The “turn to history” in international law makes us more aware of our role in creating the history with which we grapple. Cultural heritage law in particular plays a direct role in making and querying the historical record, and recent controversies in Australia surrounding the destruction of Indigenous heritage and the obstinate protection of colonial heritage showcase our responsibility in ‘selecting’ the past for the benefit of present and future generations. Australian can and should do better, and international law offers tools to help us make better choices about the history we protect.
International law has long had a difficult relationship with the past. While many international lawyers fancy themselves historians, with a much-discussed “turn to history” in international legal scholarship, there is not enough recognition that international law freezes history in time, erases difficult pasts, and allows us to perpetuate injustice at home and globally. Cultural heritage law illustrates this relationship in vivid detail, while also making it clear that the law still has a role it can play in constructing a better present and future on the basis of that past. As Anne Orford argues, we have a role in using history to make, rather than simply understand, international law.
In Australia, two examples underscore the inconsistencies of international law’s relationship to history: first, the destruction of Juukan Gorge, which, decried as it was, was not illegal at the time it happened; and second, the calls for the tearing down of Captain Cook monuments, which are in fact illegal.
The function of heritage laws
Governments around the world protect statues under heritage laws and charge those who attempt to deface or remove them with property destruction, as evidenced in Sydney in 2020, when people were charged with defacing statues of Captain James Cook. In the United States, United Kingdom, and Belgium, governments have similarly protected controversial monuments, including statues of confederate generals, slave owners, and cruel colonial overlords under cultural heritage laws.
However, such actions by states betray the spirit of the heritage laws that governments notionally seek to uphold. When the United Nations Educational, Scientific, and Cultural Organization (UNESCO) was created after the Second World War, its mandate included the protection of cultural heritage.Since then, it has shaped how heritage is protected in the 193 countries that are parties to it.
The UNESCO Constitution states that culture is important to safeguard peace and that ignorance about each other’s cultures often contributes to conflict. In this way, culture, and cultural heritage more specifically, is about the society we want to be, not the society we once were. As George Orwell famously put it, “Who controls the past controls the future; who controls the present controls the past”.
That is the spirit in which laws protecting heritage need to be applied: does that heritage tell an important message about our aspirations?

Required work
1. According to the cultural heritage text, what were people charged with in Sydney in 2020?
2. Using the cultural heritage text, explain why Juukan Gorge and the Captain Cook monuments show inconsistency in international law's relationship to history.
3. Do these statements agree with the cultural heritage text? Answer yes or no for each, quoting the words that decide it. (a) UNESCO was created after the Second World War. (b) The destruction of Juukan Gorge was illegal when it happened. (c) Belgium has removed controversial monuments under heritage laws.
The lines that follow have nothing to do with the cultural heritage text.

Records
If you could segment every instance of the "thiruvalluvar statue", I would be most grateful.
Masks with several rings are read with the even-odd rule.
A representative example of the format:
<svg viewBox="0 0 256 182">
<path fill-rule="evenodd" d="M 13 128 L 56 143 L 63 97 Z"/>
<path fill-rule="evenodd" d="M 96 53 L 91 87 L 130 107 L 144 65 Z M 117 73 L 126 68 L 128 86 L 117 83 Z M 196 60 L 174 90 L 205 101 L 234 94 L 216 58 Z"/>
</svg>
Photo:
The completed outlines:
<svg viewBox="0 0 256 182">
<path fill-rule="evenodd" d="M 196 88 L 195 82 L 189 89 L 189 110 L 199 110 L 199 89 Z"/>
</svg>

Expected results
1. They were charged with defacing statues of Captain James Cook.

2. The destruction of Juukan Gorge was widely condemned but was not illegal when it happened. Tearing down Captain Cook monuments, which some have called for, is illegal.

3.
(a) Yes: "When the United Nations Educational, Scientific, and Cultural Organization (UNESCO) was created after the Second World War"
(b) No: "was not illegal at the time it happened"
(c) No: "In the United States, United Kingdom, and Belgium, governments have similarly protected controversial monuments"